Document
Alcohol dehydrogenase as SBGN diagram

The SBGN community organizes regular meetings or “hackathons”, where specs are discussed and new SBGN-related software is presented. This year I was present at the meeting held at Wittenberg in Germany (where you can still find the church door where Luther pinned his 95 theses). Here is my writeup, by no means complete, just a collection of impressions.

Vanted SBGN-ED
In the category SBGN-related software, Tobias Czauderna demonstrated SBGN-ED,  a new plugin for Vanted that lets you create diagrams in SBGN format. Especially interesting is the nice validator that can tell you if you drew something that is not allowed by the SBGN specifications. A very complete SBGN editor and probably one of the nicest out there. No link yet, but there will be a publication very soon.

Vanted BridgeDb plugin
Unfortunately a few presentations had to be canceled the first day due to the volcanic ash that was plaguing the European skies. To fill the gaps in the agenda, we just started hacking on random stuff. One result of this was a Vanted BridgeDb plugin that I made together with Christian Kuklas. Christian immediately found a number of bugs and requested new features in BridgeDb. There is not yet an easy way to install the plugin, but if you’re interested you can play with the source code

SBGN Exchange format
The second and third day, most participants managed to overcome the disruption of the air traffic and join the conference. Besides discussion on the planned next release of SBGN, there was another important topic: LibSBGN.

Prompt
Copy the SBGN meeting writeup above in full, word for word.

Recorded information
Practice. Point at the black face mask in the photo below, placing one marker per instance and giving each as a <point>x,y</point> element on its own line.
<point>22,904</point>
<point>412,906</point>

Response to the task
Alcohol dehydrogenase as SBGN diagram

The SBGN community organizes regular meetings or “hackathons”, where specs are discussed and new SBGN-related software is presented. This year I was present at the meeting held at Wittenberg in Germany (where you can still find the church door where Luther pinned his 95 theses). Here is my writeup, by no means complete, just a collection of impressions.

Vanted SBGN-ED
In the category SBGN-related software, Tobias Czauderna demonstrated SBGN-ED,  a new plugin for Vanted that lets you create diagrams in SBGN format. Especially interesting is the nice validator that can tell you if you drew something that is not allowed by the SBGN specifications. A very complete SBGN editor and probably one of the nicest out there. No link yet, but there will be a publication very soon.

Vanted BridgeDb plugin
Unfortunately a few presentations had to be canceled the first day due to the volcanic ash that was plaguing the European skies. To fill the gaps in the agenda, we just started hacking on random stuff. One result of this was a Vanted BridgeDb plugin that I made together with Christian Kuklas. Christian immediately found a number of bugs and requested new features in BridgeDb. There is not yet an easy way to install the plugin, but if you’re interested you can play with the source code

SBGN Exchange format
The second and third day, most participants managed to overcome the disruption of the air traffic and join the conference. Besides discussion on the planned next release of SBGN, there was another important topic: LibSBGN.